■ **STUDY TEXT**

July 13, 2026. The AI talent war has moved from compensation packages to court filings. On Friday, July 10, Apple sued OpenAI in the U.S. District Court for the Northern District of California, alleging trade secret theft and breach of contract, and claiming the conduct was directed by OpenAI's senior leadership. OpenAI denies it. For operators the case is worth five minutes, partly because it puts fresh legal risk under the most hyped hardware roadmap in AI, and partly because the complaint doubles as a checklist of exactly what not to do when you hire from a competitor.
What Apple alleges
- The core claim. Per TechCrunch's report on the filing, Apple alleges a pattern of theft by OpenAI employees who previously worked at Apple, directed by leadership including Chief Hardware Officer Tang Tan, a 24-year Apple veteran who ran product design for iPhone and Apple Watch.

■ **PROVIDED RECORDS**
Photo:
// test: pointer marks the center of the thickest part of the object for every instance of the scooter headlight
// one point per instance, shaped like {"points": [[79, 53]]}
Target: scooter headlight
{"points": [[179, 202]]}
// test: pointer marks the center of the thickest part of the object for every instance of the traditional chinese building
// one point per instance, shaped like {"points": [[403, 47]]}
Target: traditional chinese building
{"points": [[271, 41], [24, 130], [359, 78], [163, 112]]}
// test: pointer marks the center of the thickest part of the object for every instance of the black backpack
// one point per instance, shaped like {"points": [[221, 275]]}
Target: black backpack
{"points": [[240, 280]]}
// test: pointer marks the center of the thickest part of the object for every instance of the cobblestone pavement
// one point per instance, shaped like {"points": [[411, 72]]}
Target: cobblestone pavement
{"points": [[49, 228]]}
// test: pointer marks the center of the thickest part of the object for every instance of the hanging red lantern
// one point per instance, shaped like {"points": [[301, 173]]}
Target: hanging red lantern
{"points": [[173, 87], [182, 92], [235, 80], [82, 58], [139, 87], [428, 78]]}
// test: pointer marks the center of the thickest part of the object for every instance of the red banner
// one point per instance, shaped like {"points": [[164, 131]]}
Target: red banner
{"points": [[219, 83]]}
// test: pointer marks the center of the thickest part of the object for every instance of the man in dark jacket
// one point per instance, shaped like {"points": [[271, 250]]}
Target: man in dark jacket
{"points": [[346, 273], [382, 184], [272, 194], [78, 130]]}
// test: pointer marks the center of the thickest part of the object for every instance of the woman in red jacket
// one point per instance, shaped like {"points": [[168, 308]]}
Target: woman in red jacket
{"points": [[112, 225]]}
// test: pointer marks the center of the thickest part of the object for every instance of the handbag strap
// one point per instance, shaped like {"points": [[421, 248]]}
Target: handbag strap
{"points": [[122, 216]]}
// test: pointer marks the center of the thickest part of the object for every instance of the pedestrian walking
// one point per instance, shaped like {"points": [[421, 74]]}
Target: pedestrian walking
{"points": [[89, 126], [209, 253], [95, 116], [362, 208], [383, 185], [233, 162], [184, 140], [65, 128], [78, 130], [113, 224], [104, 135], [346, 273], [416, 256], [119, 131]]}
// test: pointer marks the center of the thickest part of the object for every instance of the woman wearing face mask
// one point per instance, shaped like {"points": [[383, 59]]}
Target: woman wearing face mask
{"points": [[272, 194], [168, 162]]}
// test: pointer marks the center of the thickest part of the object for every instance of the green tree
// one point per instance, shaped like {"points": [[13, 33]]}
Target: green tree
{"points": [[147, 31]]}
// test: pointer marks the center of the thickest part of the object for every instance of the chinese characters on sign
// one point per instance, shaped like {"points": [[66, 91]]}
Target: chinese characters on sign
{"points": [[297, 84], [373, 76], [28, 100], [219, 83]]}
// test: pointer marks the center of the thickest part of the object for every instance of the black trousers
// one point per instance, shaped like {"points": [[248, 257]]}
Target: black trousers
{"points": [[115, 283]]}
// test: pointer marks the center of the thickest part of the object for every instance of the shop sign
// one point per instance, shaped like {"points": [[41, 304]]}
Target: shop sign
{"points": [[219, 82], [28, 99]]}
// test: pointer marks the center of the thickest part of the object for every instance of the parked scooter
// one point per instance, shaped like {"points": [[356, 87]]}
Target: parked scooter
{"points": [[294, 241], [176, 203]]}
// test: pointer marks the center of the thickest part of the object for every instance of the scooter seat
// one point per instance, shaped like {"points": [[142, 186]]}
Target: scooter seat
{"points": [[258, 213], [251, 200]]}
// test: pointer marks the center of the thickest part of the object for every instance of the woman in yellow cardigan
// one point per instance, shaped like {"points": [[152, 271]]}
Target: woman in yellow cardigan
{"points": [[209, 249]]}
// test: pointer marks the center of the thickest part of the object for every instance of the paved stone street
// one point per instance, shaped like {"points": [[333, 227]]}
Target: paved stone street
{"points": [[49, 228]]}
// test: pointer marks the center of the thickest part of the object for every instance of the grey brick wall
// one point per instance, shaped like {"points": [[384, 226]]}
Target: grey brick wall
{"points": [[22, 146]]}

■ **QUESTIONS TO ANSWER**
1. In the article above about Apple's lawsuit against OpenAI, which court did Apple file the suit in?
2. Carry on the article about Apple's lawsuit against OpenAI from the point where it stops.
The entries above come from a separate source.

■ **ANSWER LIST**
1. The U.S. District Court for the Northern District of California.

2.
- The recruiting allegations. The complaint accuses Tan of using Apple's confidential project code names in recruiting, asking candidates to bring Apple hardware components to interviews, coaching departing employees on evading Apple's security procedures, and probing for unannounced product details. CNBC quotes the filing: the scheme ran "at every level, from members of its Technical Staff to its Chief Hardware Officer."
- The laptop. Apple alleges former senior systems engineer Chang Liu kept an Apple-issued laptop after leaving for OpenAI in 2026 and used it to download confidential technical documents, then advised other Apple employees applying to OpenAI.
- The escalation path. Apple says it raised concerns in a February letter and got no response. The suit names OpenAI's io hardware unit but not Jony Ive personally, and asks the court to bar use of Apple trade secrets, force the return of materials, and preserve evidence, which opens legal discovery into OpenAI's hardware program.
- OpenAI's response. "We have no interest in other companies' trade secrets. We remain focused on building innovative technology that empowers people everywhere," the company said in a statement.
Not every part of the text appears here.